** SELECTED TEXT **
»»
Prayers of hope that the Jewish New Year will bring peace to the world and the defeat of Hitlerism marked the Rosh Hashanah services this year in the synagogues throughout the country while the situation of the Jews in Europe and Palestine was discussed during Rosh Hashanah broadcasts over nationwide hookups of the major networks.
Gen. Alfredo Baldomir, President of Uruguay, in a Rosh Hashanah message of greeting to the Jews declared that the principles of liberty, justice and democracy will always prevail in Uruguay. Premier Peter Gerbrandy, of Holland, in a New Year message to the Jews in behalf of his Government-in-exile pointed to the fact that the Jews in Holland have contributed their share in the struggle against Nazism and “continue to play their part against the enemy bravely and courageously.”
MESSAGES FROM ENGLAND, PALESTINE, SOUTH AFRICA
Chief Rabbi Hertz of England, in a Rosh Hashanah broadcast from London to the Jews of America spoke of the “tens of thousands of innocent Jewish men, women, and children who lost their lives in Nazi-oppressed Poland” and of the “horrors of the St. Bartolomew’s night which have been surpassed in Rumania this year by the terror against the Jewish population there.” He appealed to Jews and Christians alike to pray that the New Year end the sufferings of millions of Jews on the European continent.
M. M. Usshiskin, President of the Jewish National Fund, in a Rosh Hashanah message from Palestine said that Hitler has “confused the world but we shall survive him as we survived his predecessors Sanheirib, Pharaoh, Nebuchadnezzer, Haman, Titus, Torquemada and others.”
Gen. Jan Smuts, Premier of South Africa, in a message issued for the Jewish New Year said that “despite the threatening aspect of the present period for Jews and Christians I voice the hope that this New Year will see dawn and light which will dispel darkness and will end the present tribulations.”
UNION OF AMERICAN HEBREW CONGREGATIONS CALLS FOR A LASTING PEACE
Mr. Adolph Rosenberg, of Cincinnati, Chairman of the Executive Board of the Union of American Hebrew Congregations, and Rabbi Edward L. Israel, it’s Executive Director, have issued a New Year’s message calling “for fervent prayers for a year of religious rededication to the eternal beliefs in the Fatherhood of God and the Brotherhood of Man and looking forward hopefully to the coming of a just and lasting peace for all mankind.”
««
** PROBLEM A **
In the Rosh Hashanah report, who is named as Executive Director of the Union of American Hebrew Congregations?
** PROBLEM B **
List every predecessor of Hitler that M. M. Usshiskin names in his message quoted in the Rosh Hashanah report.
** PROBLEM C **
Continue the Rosh Hashanah report from its last sentence.

** LISTED ENTRIES **
»»
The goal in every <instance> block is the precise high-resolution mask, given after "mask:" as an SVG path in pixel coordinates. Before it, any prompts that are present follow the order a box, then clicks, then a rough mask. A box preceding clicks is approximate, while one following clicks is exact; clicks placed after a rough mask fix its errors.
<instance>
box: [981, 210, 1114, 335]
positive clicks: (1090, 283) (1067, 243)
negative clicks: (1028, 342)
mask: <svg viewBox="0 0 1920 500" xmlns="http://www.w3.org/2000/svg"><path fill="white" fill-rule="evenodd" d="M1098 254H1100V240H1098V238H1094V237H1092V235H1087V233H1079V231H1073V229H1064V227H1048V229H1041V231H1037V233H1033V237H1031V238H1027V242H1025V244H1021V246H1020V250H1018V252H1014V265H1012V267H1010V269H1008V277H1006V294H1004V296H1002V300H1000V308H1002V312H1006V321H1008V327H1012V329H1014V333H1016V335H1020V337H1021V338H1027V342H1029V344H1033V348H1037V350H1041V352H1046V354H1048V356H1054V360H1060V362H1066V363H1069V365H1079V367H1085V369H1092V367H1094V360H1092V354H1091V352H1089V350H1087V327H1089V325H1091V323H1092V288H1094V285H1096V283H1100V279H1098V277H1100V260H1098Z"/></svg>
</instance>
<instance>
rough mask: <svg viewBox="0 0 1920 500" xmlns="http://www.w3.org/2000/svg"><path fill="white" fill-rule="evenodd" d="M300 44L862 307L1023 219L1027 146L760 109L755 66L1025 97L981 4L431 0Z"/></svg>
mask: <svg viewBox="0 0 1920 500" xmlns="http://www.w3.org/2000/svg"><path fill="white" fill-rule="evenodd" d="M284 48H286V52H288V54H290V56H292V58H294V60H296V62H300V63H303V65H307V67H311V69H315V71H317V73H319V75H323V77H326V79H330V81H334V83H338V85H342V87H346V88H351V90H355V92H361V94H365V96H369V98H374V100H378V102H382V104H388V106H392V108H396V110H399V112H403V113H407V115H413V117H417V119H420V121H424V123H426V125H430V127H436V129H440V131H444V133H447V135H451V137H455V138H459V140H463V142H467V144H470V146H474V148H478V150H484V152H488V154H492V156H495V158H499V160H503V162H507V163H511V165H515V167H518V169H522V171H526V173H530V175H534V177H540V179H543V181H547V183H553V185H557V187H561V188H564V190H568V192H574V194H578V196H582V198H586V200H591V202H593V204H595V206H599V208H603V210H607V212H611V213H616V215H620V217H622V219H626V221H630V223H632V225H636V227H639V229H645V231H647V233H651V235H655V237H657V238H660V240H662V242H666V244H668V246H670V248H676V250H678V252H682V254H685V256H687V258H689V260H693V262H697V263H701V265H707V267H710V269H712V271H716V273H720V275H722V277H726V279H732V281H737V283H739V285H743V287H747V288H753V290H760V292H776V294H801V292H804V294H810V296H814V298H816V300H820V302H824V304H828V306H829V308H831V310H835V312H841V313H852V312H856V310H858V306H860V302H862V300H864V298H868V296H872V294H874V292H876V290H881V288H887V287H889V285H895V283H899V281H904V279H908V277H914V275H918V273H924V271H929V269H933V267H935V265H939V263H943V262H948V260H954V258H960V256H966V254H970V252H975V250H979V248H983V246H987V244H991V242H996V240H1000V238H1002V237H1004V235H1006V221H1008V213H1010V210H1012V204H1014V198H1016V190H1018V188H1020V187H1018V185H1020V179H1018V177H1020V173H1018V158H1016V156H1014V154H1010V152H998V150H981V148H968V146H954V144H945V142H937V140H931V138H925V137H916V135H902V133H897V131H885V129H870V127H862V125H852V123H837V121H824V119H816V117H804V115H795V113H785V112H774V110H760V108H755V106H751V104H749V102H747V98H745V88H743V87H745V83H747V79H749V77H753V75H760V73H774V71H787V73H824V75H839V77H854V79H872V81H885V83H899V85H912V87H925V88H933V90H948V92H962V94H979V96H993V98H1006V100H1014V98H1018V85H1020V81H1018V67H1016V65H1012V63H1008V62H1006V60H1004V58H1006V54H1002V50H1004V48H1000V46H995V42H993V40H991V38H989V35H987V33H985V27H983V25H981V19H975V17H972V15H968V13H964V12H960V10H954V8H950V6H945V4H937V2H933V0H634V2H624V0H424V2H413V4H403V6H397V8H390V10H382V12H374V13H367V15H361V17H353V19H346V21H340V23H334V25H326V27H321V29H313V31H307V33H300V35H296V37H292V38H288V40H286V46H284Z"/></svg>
««
** TASK RESPONSE A **
Rabbi Edward L. Israel

** TASK RESPONSE B **
Sanheirib, Pharaoh, Nebuchadnezzer, Haman, Titus, Torquemada

** TASK RESPONSE C **
Characterizing the peoples temporarily crushed by Hitler as part of the “great human front against intolerance and oppression,” Dr. Stephen S. Wise, Honorary Chairman of the United Jewish Appeal, called upon Americans of all creeds to sustain the morale of the victims of Hitlerism, so that they might continue to share in the struggle for the preservation of democracy. In an address during a special High Holiday program heard over the Columbia Broadcasting System on Sunday, Dr. Wise voiced a prayer in which he called upon the Christian world to recognize that “anti-Semitism is being used as a means of creating dissension in the lands in which every ounce of unity must be preserved for the fundamental struggle against slavery and brute force.”
Frank L. Weil, president of the National Jewish Welfare Board, in a nation-wide broadcast over station WOR and the Mutual System said “that the great problem before our country today is that we make effective our program of national defense. There is but one enemy of that program: the loss of unity. Foreign propaganda seeks today to bring about a weakening and loss of unity.”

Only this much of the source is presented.